To prevail in a bid protest, a plaintiff must demonstrate: 1) that the procurement decision “lacked a rational basis”; or 2) “a clear and prejudicial violation of applicable statutes or regulations.” Impresa, 238 F.3d at 1332-33 (citations omitted). “When a challenge is brought on the first ground, the test is ‘whether the contracting agency provided a coherent and reasonable explanation of its exercise of discretion, and the [protestor] . . . bears a heavy burden of showing that the award decision had no rational basis.’” Banknote, 365 F.3d at 1351 (quoting Impresa, 238 F.3d at 1332-33); accord Axiom, 564 F.3d at 1381. The rational basis standard requires the agency’s decision to have “considered the relevant factors” and to be “within the bounds of reasoned decision making.” Baltimore Gas & Elec. Co. v. Natural Res. Def. Council, Inc., 462 U.S. 87, 105 (1983). When a protestor challenges a decision as arbitrary and capricious, the Court is “highly deferential” to the agency’s action. Advanced Data Concepts, Inc. v. United States, 216 F.3d 1054, 1058 (Fed. Cir. 2000). “The court must especially defer to the agency's technical evaluations, past performance ratings, and other ‘minutiae of the procurement process . . . which involve discretionary determinations of procurement officials.’” J.C.N. Const., Inc. v. United States, 107 Fed. Cl. 503, 510 (2012) (citing E.W. Bliss Co. v. United States, 77 F.3d 445, 449 (Fed. Cir. 1996)). When the Court finds a reasonable basis for an agency’s action, it “stay[s] its hand even though it might, as an original proposition, have reached a different conclusion as to the proper administration and application of the procurement regulations.” Honeywell, Inc. v. United States, 870 F.2d 644, 648 (Fed. Cir. 1989); see also Bowman Transp., Inc., v. Arkansas-Best Freight Sys., Inc., 419 U.S. 281, 285-86 (1974).

Extracted data:

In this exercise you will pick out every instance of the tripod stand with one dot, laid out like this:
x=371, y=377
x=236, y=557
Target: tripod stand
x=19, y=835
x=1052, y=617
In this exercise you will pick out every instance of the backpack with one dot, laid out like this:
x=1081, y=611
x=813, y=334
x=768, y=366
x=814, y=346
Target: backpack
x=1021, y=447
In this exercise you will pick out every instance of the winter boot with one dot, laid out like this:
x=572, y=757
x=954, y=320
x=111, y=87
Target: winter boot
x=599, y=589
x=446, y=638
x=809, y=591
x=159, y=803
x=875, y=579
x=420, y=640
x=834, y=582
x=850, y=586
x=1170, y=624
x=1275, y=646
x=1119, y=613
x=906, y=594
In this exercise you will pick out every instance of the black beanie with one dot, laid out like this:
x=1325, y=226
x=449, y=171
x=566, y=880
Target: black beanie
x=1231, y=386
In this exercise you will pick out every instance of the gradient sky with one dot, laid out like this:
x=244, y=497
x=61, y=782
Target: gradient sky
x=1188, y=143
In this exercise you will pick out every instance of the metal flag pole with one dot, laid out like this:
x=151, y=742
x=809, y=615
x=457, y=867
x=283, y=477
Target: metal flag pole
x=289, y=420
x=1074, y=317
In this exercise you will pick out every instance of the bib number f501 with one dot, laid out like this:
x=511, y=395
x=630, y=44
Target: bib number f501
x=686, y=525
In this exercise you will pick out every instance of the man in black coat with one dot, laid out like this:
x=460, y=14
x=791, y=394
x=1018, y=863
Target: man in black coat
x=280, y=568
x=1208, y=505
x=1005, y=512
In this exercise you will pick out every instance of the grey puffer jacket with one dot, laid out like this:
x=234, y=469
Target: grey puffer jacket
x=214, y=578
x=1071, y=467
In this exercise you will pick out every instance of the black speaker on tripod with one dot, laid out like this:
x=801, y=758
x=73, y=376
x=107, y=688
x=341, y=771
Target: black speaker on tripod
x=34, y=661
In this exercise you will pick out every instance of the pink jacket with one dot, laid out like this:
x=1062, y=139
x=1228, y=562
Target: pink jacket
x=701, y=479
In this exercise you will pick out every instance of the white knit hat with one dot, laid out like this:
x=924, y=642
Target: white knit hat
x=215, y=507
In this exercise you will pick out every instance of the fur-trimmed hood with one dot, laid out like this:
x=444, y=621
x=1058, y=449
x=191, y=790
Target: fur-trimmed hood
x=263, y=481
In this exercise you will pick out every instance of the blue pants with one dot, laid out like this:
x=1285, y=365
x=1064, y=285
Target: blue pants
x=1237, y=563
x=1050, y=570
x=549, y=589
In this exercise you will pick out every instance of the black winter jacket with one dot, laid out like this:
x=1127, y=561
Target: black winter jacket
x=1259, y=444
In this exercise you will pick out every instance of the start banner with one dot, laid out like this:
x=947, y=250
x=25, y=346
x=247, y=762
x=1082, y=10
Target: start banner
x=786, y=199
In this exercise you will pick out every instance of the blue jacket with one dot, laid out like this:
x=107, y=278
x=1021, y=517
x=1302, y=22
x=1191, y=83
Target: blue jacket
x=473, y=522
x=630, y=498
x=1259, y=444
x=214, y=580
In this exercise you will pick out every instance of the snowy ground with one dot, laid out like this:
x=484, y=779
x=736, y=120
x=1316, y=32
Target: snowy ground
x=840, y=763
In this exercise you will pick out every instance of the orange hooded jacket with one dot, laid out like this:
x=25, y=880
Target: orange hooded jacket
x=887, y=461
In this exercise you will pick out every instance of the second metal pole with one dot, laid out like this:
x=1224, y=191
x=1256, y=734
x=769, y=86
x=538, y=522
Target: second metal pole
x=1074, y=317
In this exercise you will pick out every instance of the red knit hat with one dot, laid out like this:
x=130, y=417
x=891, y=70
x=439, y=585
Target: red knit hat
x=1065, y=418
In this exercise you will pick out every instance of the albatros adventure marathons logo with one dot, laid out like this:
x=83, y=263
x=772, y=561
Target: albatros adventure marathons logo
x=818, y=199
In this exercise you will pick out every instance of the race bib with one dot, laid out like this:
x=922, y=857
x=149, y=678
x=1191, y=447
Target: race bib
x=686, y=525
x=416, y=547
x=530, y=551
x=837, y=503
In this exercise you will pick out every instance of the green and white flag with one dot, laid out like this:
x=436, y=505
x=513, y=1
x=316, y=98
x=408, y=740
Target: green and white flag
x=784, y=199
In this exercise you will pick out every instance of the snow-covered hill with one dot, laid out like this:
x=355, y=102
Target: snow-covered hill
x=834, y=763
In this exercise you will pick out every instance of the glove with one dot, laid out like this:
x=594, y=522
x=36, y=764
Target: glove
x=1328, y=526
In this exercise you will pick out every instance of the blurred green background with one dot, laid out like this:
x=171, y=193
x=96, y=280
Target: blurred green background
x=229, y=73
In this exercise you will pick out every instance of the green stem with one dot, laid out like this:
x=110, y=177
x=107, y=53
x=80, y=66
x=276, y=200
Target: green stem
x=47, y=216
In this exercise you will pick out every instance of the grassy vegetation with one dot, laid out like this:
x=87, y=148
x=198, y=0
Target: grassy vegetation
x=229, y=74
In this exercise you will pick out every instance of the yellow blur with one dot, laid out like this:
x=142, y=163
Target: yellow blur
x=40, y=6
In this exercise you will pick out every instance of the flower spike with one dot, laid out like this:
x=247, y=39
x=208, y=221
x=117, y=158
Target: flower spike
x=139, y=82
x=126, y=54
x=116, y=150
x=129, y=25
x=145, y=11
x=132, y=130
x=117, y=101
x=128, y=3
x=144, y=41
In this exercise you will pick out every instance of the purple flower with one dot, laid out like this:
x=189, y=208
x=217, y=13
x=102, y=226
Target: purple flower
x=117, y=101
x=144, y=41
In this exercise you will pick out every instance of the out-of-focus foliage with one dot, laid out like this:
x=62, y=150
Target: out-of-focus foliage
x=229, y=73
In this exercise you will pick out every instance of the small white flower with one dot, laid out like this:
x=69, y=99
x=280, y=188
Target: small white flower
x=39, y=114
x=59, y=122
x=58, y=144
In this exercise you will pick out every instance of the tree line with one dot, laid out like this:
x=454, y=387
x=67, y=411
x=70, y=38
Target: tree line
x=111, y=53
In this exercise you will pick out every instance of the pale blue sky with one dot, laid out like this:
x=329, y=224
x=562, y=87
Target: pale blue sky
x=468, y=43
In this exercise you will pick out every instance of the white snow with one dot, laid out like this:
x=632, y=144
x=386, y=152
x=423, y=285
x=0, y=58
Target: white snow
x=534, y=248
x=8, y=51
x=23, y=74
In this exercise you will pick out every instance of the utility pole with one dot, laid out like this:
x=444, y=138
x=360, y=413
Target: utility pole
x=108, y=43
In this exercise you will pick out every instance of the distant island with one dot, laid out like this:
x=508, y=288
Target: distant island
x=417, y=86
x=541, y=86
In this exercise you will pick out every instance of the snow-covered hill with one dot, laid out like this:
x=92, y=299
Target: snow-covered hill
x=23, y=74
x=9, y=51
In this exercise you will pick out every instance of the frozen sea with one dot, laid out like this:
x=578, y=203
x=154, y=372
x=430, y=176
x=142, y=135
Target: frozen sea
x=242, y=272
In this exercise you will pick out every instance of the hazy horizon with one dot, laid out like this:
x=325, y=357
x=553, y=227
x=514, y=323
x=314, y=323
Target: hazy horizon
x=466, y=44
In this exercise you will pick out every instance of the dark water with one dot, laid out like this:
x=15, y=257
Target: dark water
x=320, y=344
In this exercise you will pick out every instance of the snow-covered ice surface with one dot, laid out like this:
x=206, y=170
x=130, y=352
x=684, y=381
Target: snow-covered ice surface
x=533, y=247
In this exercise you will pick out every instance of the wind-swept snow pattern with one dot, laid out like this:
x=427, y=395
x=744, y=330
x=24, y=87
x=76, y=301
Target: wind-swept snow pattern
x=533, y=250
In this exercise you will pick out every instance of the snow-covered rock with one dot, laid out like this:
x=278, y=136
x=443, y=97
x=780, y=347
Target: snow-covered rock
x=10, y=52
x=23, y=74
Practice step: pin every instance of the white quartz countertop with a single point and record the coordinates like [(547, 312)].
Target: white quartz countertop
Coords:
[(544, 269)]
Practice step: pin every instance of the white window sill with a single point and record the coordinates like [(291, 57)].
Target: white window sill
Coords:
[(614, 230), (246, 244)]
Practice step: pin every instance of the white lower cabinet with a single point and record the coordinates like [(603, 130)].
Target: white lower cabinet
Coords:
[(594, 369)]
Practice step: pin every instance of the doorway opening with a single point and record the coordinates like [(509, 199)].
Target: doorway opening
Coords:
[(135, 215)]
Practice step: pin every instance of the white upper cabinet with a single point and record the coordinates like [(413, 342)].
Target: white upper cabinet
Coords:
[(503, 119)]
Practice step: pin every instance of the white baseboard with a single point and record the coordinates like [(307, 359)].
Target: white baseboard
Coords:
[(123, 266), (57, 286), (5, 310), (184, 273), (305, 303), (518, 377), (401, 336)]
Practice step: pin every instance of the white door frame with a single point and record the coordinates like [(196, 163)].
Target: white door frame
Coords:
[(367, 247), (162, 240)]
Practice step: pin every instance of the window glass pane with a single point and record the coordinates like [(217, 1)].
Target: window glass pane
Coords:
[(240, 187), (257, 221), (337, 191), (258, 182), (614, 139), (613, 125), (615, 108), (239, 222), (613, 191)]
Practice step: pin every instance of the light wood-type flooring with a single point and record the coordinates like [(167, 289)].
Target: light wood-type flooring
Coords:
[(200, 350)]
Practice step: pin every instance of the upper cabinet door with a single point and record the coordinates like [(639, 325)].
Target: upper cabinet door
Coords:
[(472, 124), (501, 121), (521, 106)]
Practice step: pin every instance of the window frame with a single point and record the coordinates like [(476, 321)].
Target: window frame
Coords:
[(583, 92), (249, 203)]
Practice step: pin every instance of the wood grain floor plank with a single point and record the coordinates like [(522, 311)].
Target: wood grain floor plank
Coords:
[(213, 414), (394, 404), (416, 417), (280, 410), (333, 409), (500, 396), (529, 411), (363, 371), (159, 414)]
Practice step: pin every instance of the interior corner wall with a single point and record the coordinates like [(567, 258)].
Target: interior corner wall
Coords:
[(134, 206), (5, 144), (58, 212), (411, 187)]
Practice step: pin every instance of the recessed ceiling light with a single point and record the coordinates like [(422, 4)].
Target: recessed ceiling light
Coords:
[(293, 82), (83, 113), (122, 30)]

What to do:
1. Summarize the bid protest passage in two sentences.
2. Pick up the bid protest passage after its final sentence and keep it going.

Answers provided:
1. A plaintiff prevails in a bid protest by showing that the procurement decision lacked a rational basis or that it involved a clear and prejudicial violation of applicable statutes or regulations, and a protestor who brings the first kind of challenge bears a heavy burden. The Court is highly deferential to the agency, especially on technical evaluations and past performance ratings, and when it finds a reasonable basis for the agency's action it stays its hand even if it might have reached a different conclusion.

2.
Indeed, because “contracting officers are entitled to exercise discretion upon a broad range of issues confronting them in the procurement process, [] procurement decisions are subject to a highly deferential rational basis review.” Id. (quotation marks and citations omitted). To prevail in a bid protest, “a protestor must show a significant, prejudicial error in the procurement process.” WellPoint Mil. Care Corp. v. United States, 953 F.3d 1373, 1377 (Fed. Cir. 2020).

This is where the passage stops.